**PASSAGE PROVIDED**
Selling, General and Administrative Expenses
SG&A expenses were $177.4 million or 58.8% of net sales and $211.1 million or 56.1% of net sales in 2009 and 2008, respectively. The $33.7 million reduction in 2009 includes a $21.0 million reduction in sales agent compensation and $12.7 million due to cost containment initiatives. Agent commissions as a percent of MRO sales decreased slightly to 24.3% for 2009 compared to 25.3% for 2008 due to a mix in the customer base. Other cost containment initiatives included a reduction in workforce, a temporary suspension in annual compensation increases and curtailment or delayed spending on certain services and supplies. We also recognized savings through the closure of two of our distribution centers. SG&A as a percent of net sales increased 2.7 percentage points in 2009 as fixed costs were not reduced in proportion to the accelerated decrease in net sales.

**WHAT YOU NEED TO DO**
**A.** List every dollar amount given in the passage on SG&A expenses.
**B.** Turn everything in the records from the line containing "TARGET = horizontal stabilizer" down to the end of the records into a JSON list of strings, with one string per line and blank lines left out.

[Rows of an object pointing dataset]

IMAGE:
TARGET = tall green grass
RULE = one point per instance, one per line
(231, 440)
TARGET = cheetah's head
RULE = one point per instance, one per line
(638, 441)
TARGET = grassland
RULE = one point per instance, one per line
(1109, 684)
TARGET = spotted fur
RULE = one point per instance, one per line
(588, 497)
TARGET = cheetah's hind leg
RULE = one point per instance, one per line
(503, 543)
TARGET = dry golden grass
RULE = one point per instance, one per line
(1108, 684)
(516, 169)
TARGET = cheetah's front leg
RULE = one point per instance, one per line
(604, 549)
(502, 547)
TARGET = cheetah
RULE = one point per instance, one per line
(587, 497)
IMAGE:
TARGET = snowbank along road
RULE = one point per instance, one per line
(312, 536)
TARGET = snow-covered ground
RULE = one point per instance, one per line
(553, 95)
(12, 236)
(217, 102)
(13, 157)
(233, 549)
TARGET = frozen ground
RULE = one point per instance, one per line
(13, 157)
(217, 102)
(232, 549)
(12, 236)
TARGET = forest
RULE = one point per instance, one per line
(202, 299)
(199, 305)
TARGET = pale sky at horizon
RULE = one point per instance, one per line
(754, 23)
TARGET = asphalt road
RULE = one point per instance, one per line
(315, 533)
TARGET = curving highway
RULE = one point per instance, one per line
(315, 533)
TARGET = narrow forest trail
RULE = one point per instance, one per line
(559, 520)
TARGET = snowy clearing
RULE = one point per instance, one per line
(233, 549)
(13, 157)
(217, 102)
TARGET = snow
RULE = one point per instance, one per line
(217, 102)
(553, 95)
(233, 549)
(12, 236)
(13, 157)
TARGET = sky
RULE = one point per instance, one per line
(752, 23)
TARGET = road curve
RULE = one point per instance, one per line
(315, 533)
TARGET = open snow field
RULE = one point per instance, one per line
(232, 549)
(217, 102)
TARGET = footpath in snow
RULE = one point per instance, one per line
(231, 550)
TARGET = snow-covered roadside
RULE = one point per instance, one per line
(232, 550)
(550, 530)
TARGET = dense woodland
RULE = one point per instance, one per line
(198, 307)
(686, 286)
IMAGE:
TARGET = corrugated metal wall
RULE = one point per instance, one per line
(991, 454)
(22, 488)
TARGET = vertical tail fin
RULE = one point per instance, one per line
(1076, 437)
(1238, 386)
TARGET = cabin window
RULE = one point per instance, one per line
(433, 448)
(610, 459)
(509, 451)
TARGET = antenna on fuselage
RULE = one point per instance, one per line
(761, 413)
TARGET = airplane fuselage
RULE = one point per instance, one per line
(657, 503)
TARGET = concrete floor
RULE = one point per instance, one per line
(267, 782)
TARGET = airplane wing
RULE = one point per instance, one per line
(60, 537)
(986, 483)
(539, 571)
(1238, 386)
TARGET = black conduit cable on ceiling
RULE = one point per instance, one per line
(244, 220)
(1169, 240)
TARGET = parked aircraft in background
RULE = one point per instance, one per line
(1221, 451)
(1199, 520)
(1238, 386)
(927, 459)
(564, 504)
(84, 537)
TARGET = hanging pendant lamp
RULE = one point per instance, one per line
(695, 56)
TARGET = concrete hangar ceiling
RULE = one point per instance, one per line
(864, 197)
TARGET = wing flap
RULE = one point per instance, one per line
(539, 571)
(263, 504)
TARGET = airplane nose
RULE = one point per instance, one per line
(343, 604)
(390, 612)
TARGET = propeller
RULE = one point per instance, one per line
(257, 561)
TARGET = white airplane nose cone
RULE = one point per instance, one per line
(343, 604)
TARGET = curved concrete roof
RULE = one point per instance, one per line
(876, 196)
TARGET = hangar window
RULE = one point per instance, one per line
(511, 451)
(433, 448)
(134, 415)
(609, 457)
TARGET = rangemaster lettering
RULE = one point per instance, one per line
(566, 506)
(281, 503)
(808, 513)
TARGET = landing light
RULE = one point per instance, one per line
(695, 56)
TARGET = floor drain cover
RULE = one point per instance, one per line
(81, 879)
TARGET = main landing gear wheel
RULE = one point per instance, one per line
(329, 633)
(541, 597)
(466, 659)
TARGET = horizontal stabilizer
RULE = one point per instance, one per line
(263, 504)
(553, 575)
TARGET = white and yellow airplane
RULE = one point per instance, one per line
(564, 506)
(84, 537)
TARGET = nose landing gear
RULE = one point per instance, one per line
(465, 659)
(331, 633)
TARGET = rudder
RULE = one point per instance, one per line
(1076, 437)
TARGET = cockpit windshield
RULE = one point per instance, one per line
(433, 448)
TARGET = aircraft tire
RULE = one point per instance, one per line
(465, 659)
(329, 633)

**ANSWERS GIVEN**
**A.**
$177.4 million
$211.1 million
$33.7 million
$21.0 million
$12.7 million

**B.**
[
  "TARGET = horizontal stabilizer",
  "RULE = one point per instance, one per line",
  "(263, 504)",
  "(553, 575)",
  "TARGET = white and yellow airplane",
  "RULE = one point per instance, one per line",
  "(564, 506)",
  "(84, 537)",
  "TARGET = nose landing gear",
  "RULE = one point per instance, one per line",
  "(465, 659)",
  "(331, 633)",
  "TARGET = rudder",
  "RULE = one point per instance, one per line",
  "(1076, 437)",
  "TARGET = cockpit windshield",
  "RULE = one point per instance, one per line",
  "(433, 448)",
  "TARGET = aircraft tire",
  "RULE = one point per instance, one per line",
  "(465, 659)",
  "(329, 633)"
]